TASK INSTRUCTIONS:
When the line containing "217L248 222V218L255 220L256" appears in the entries below, begin printing there and stop after the line containing "box: [114, 42, 172, 84]"; print each of those lines exactly and no other line.

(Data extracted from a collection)

####################

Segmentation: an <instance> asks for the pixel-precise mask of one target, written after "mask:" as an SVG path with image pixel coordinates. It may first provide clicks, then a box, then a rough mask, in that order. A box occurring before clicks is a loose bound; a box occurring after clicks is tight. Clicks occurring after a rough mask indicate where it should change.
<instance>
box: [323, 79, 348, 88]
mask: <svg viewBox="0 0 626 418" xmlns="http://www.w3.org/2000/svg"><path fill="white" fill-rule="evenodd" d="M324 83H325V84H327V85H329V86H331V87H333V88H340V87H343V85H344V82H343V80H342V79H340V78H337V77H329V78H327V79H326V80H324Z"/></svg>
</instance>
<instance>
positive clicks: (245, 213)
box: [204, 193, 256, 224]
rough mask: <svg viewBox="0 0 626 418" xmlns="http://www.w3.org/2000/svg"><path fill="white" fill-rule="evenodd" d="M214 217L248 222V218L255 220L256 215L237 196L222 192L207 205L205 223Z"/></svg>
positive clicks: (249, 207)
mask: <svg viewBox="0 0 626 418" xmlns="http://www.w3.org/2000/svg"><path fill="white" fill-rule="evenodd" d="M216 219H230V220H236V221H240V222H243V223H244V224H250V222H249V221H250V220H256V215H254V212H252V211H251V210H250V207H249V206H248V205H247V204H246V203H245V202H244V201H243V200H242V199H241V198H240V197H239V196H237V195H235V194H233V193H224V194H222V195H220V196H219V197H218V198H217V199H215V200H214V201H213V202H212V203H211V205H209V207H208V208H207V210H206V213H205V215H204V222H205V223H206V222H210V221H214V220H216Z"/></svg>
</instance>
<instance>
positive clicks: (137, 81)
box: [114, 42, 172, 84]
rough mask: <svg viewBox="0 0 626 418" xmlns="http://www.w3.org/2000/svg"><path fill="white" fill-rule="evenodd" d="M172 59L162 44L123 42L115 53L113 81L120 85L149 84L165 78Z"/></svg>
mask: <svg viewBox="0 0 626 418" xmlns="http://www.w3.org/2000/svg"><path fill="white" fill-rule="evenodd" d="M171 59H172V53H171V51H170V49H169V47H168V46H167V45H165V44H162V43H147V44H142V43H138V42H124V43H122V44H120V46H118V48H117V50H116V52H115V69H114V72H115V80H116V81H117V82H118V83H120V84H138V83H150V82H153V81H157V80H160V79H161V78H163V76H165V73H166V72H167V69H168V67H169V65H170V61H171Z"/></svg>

####################

WORKED SOLUTION:
rough mask: <svg viewBox="0 0 626 418" xmlns="http://www.w3.org/2000/svg"><path fill="white" fill-rule="evenodd" d="M214 217L248 222V218L255 220L256 215L237 196L222 192L207 205L205 223Z"/></svg>
positive clicks: (249, 207)
mask: <svg viewBox="0 0 626 418" xmlns="http://www.w3.org/2000/svg"><path fill="white" fill-rule="evenodd" d="M216 219H230V220H236V221H240V222H243V223H244V224H250V222H249V221H250V220H256V215H254V212H252V211H251V210H250V207H249V206H248V205H247V204H246V203H245V202H244V201H243V200H242V199H241V198H240V197H239V196H237V195H235V194H233V193H224V194H222V195H220V196H219V197H218V198H217V199H215V200H214V201H213V202H212V203H211V205H209V207H208V208H207V210H206V213H205V215H204V222H205V223H206V222H210V221H214V220H216Z"/></svg>
</instance>
<instance>
positive clicks: (137, 81)
box: [114, 42, 172, 84]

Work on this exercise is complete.